**TASKS TO COMPLETE**.
1. In the commentary on Labour and Brexit, why does Boris Johnson have any credibility? Answer in one to three sentences.
2. Write what comes next in the commentary on Labour and Brexit, picking up after its final sentence.

But the principal reason for the alienation of a substantial section of working-class voters is evidently the retreat from Corbyn’s pledge to respect the referendum result. The turnout in the referendum was significantly higher than in any other vote for decades and was up markedly in working-class areas. No wonder they feel annoyed and ignored.
It is not simply this egregious error although the media monstering of Corbyn has created a crazed climate which he is condemned on the doorstep as simultaneously a closet Brexiteer and a duplicitous Remainer.
It is that Labour is seen as equally complicit in these years in which delay and duplicity have subverted the popular will. If Boris Johnson – who in these years has hawked his fully flexible convictions down both sides of the Brexit street – has any credibility it is because he has pledged to get Brexit done in a situation where millions of working-class voters think Labour wants it undone.
The fact that Johnson hasn’t and probably cannot achieve this goal – at least to the satisfaction of many people who voted for Brexit – is obscured by the perception that Labour is now a Remain party.
Corbyn’s decision to emulate something of Harold Wilson’s studied neutrality in the earlier referendum to remain in the Common Market – in to which the Tories took us without a vote – has done something to dispel the atmosphere of ambiguity. The question is, is it enough to give working-class Brexiteers a reason to vote Labour?
Faced with these experiences on the doorstep some Labour activists are inclined to internalise the main themes of the media offensive against Corbyn and alongside this begin to see the working class itself as a problem for the Labour Party.

Photo-based referring expression data:
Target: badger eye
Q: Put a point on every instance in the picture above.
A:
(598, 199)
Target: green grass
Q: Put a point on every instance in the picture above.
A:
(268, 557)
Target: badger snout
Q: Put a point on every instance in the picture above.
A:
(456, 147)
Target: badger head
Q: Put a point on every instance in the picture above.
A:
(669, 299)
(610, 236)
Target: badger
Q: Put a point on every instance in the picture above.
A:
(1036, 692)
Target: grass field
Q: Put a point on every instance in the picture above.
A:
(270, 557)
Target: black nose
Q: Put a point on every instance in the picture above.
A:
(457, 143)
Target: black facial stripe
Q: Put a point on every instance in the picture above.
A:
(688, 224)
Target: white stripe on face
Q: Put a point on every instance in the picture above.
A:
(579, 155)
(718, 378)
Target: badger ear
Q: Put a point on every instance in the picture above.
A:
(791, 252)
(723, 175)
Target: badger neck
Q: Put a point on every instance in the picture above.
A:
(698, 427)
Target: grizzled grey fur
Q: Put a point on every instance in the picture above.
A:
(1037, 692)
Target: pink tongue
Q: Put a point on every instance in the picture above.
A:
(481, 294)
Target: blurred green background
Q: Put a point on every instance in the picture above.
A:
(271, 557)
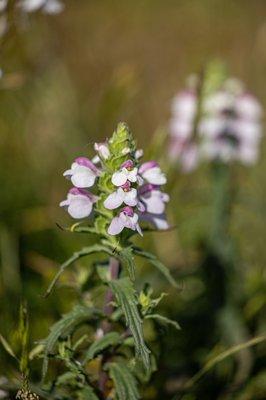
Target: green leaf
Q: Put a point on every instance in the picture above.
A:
(110, 339)
(163, 320)
(87, 394)
(124, 381)
(7, 347)
(96, 248)
(127, 299)
(160, 266)
(127, 258)
(23, 332)
(64, 327)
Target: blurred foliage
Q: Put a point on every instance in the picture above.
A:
(67, 80)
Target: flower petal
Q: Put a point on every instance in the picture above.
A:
(114, 199)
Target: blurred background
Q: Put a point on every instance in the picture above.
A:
(67, 80)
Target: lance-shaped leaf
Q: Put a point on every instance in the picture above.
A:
(124, 381)
(110, 339)
(127, 258)
(163, 320)
(127, 299)
(154, 261)
(86, 251)
(64, 327)
(7, 347)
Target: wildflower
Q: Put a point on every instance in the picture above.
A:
(127, 218)
(124, 194)
(152, 173)
(159, 221)
(127, 172)
(227, 128)
(231, 129)
(154, 200)
(3, 4)
(83, 173)
(132, 192)
(79, 203)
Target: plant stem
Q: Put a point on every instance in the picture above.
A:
(114, 269)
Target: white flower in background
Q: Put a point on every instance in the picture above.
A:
(79, 203)
(46, 6)
(3, 4)
(228, 129)
(83, 173)
(151, 172)
(231, 128)
(181, 145)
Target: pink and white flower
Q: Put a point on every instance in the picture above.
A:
(228, 127)
(103, 150)
(152, 173)
(47, 6)
(124, 194)
(159, 221)
(79, 203)
(232, 129)
(127, 218)
(83, 173)
(128, 172)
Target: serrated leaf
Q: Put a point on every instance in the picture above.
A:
(164, 320)
(87, 394)
(127, 258)
(7, 347)
(96, 248)
(127, 299)
(124, 381)
(64, 327)
(158, 264)
(110, 339)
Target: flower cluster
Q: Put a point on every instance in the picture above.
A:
(125, 193)
(23, 7)
(47, 6)
(225, 126)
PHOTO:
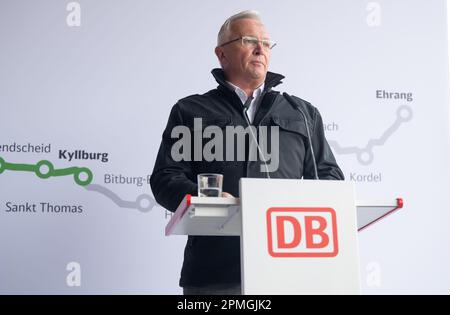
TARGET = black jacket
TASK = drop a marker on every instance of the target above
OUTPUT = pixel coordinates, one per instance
(216, 259)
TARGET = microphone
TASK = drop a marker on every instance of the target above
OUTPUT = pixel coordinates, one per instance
(246, 107)
(297, 107)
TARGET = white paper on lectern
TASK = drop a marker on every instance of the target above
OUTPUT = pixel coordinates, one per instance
(263, 274)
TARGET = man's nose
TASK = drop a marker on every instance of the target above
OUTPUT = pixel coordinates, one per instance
(258, 49)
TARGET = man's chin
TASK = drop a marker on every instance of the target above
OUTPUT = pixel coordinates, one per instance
(258, 75)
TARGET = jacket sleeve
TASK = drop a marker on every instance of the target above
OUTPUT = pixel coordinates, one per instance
(171, 180)
(327, 167)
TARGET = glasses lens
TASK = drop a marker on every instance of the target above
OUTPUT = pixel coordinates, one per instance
(249, 41)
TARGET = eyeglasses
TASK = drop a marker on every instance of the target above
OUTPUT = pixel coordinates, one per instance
(252, 42)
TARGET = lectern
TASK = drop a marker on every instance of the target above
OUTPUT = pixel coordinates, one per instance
(297, 236)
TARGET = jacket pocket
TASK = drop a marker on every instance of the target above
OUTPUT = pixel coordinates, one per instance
(291, 125)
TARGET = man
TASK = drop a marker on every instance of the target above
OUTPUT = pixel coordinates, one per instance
(212, 263)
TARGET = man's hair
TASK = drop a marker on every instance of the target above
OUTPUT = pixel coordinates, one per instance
(225, 30)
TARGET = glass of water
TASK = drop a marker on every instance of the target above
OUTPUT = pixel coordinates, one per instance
(210, 185)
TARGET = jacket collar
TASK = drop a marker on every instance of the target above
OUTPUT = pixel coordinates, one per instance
(272, 79)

**ANSWERS PROVIDED**.
1. Johnson has credibility because he pledged to get Brexit done. He made that pledge at a time when millions of working-class voters think Labour wants Brexit undone.

2.
A test of political maturity will be the understanding Labour partisans reach whether this election results in a victory or a defeat. The key will be the extent to which our links with working-class communities are renewed and whether we learn to listen.
There are, of course, powerful factors preventing Labour falling into the electoral abyss along with those social democratic parties that have yet to throw off class compromise. Its trade union base and affiliated membership is something of a counterweight to the middle-class bias that exists in some constituencies and is over-represented in the parliamentary party.
And Labour’s greatly enlarged mass membership is, in its motivation and mindset, essentially critical of capitalism as a system and radical in its basic assumptions.
These are reasons to be cheerful as well as sufficient reasons to be careful.
Another period in opposition will be a setback. An election victory will be a tremendous advance and will take us to a new level in which the contradictions between the needs of millions of working people – if reflected in the actions of a resolute Labour government – will bring unprecedented challenges.
We should not envisage a situation in which a Labour government benignly enacts it programme while the class of owners stands silently on the touchline of class struggle.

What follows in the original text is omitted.